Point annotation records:
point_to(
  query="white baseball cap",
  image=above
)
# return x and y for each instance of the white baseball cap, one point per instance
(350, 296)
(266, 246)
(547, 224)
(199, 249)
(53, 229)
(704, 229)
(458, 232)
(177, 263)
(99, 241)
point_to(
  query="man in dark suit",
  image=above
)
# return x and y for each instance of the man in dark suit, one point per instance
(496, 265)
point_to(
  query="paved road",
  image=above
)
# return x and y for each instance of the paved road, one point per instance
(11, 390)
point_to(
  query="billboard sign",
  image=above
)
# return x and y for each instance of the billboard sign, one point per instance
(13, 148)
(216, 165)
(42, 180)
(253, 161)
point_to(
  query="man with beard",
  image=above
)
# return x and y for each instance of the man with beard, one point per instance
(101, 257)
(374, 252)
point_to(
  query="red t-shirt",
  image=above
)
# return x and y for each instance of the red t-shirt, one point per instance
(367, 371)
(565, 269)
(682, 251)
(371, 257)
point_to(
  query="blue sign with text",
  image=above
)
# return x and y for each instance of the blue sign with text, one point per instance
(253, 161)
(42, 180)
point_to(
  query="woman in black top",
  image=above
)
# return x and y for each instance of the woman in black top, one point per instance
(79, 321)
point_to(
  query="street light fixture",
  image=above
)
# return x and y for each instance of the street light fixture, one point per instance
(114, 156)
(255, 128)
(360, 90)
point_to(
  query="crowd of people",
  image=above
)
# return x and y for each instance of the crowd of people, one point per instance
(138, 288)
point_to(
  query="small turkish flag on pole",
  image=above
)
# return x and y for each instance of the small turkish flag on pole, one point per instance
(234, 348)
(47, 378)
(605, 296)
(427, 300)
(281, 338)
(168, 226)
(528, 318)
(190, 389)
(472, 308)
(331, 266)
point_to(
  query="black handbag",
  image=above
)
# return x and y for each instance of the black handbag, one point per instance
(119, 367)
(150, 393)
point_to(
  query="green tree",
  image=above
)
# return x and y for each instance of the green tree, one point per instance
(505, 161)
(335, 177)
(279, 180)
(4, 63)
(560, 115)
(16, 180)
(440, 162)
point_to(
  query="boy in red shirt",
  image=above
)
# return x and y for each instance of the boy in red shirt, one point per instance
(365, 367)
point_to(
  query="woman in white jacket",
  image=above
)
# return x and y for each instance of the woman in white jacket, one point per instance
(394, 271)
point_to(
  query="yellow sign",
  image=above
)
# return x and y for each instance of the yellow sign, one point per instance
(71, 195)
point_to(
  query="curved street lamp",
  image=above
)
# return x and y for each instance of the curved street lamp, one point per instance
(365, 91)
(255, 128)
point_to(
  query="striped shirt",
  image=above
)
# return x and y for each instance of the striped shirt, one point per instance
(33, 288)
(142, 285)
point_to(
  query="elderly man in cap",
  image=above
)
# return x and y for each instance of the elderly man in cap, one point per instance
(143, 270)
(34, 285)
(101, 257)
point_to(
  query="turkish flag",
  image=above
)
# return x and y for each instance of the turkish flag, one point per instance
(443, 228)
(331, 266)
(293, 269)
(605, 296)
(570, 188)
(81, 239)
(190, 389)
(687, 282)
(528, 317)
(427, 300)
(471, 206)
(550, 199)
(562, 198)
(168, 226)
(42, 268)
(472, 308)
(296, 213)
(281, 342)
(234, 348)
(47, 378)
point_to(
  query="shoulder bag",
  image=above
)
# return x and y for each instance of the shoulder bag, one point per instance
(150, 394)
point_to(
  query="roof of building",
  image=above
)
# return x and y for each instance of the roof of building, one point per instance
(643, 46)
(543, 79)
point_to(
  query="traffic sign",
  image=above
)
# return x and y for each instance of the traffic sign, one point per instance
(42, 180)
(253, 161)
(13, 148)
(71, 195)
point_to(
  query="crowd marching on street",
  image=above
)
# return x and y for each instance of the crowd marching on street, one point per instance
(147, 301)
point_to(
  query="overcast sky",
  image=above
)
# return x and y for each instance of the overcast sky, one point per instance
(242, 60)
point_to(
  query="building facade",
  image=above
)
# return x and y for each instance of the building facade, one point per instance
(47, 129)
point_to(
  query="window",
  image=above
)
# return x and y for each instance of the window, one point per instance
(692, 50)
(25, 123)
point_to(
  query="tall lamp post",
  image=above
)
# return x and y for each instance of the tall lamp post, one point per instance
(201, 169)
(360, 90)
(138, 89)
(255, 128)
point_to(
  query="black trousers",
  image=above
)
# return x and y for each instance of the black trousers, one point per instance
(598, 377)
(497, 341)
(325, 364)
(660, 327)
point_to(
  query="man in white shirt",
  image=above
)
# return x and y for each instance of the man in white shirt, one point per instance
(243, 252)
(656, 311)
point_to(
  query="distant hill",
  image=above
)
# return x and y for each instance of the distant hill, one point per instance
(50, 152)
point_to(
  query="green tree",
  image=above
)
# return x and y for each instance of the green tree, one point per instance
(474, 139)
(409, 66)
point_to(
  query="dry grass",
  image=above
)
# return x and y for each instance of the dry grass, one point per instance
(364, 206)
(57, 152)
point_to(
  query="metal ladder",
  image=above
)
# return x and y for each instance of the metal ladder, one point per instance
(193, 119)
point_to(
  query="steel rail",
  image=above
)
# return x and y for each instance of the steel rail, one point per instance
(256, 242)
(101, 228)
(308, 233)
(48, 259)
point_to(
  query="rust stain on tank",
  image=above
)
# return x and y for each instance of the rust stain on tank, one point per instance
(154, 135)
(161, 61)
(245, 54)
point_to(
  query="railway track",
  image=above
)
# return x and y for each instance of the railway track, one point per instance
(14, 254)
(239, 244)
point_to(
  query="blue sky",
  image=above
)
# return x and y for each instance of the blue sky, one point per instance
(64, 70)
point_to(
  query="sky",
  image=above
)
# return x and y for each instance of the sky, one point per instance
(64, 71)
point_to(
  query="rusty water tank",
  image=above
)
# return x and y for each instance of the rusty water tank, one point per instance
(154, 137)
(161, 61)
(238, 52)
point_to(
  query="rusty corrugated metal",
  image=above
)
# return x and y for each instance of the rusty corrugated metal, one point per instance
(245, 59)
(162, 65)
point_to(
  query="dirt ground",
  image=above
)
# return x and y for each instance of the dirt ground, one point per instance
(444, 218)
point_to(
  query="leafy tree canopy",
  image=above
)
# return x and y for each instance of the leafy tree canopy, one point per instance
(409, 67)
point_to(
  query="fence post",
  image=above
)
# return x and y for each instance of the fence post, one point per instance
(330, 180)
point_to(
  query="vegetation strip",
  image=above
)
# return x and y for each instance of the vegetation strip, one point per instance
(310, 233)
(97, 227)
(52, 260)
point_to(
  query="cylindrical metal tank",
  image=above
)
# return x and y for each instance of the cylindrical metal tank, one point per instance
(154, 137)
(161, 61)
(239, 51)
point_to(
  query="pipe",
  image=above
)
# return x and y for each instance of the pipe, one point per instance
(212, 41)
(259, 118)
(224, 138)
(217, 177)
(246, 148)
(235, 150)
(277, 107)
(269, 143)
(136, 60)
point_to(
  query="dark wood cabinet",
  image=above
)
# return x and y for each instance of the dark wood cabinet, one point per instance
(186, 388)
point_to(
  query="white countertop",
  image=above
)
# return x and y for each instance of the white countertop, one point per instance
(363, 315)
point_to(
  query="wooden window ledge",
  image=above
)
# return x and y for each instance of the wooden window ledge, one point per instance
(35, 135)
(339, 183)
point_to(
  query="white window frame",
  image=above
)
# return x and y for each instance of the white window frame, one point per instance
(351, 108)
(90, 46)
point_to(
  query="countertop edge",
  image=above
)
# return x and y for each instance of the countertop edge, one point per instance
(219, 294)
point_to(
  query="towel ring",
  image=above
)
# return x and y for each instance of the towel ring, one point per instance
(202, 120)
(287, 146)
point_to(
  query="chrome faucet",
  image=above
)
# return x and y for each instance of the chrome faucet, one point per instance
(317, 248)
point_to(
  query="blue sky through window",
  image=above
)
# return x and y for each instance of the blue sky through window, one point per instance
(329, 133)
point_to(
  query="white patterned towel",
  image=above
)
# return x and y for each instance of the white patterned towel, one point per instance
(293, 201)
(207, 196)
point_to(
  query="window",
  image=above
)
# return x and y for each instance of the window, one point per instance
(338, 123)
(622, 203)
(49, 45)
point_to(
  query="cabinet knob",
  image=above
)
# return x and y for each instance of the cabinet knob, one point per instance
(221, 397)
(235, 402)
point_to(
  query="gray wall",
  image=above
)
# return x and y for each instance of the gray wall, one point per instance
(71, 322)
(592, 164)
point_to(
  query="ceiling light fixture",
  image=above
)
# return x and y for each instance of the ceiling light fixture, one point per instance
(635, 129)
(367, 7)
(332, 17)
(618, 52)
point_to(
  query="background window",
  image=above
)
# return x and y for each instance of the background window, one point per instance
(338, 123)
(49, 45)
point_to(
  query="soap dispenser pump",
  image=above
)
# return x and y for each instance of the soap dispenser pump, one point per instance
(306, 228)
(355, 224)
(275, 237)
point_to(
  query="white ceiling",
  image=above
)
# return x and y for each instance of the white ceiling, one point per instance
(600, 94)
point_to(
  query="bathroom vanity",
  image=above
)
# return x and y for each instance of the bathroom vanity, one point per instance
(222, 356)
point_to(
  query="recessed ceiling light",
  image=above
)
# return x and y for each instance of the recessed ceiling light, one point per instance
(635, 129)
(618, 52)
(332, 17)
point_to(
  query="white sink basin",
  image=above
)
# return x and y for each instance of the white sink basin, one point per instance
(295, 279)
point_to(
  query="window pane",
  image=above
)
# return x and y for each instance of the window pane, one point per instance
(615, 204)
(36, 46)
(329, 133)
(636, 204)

§ **WRITTEN INSTRUCTION**
Pull out every line of the entries above that contains the string "canopy".

§ **FULL OUTPUT**
  query="leafy tree canopy",
# return x and y for each instance of the leafy tree canopy, one point per instance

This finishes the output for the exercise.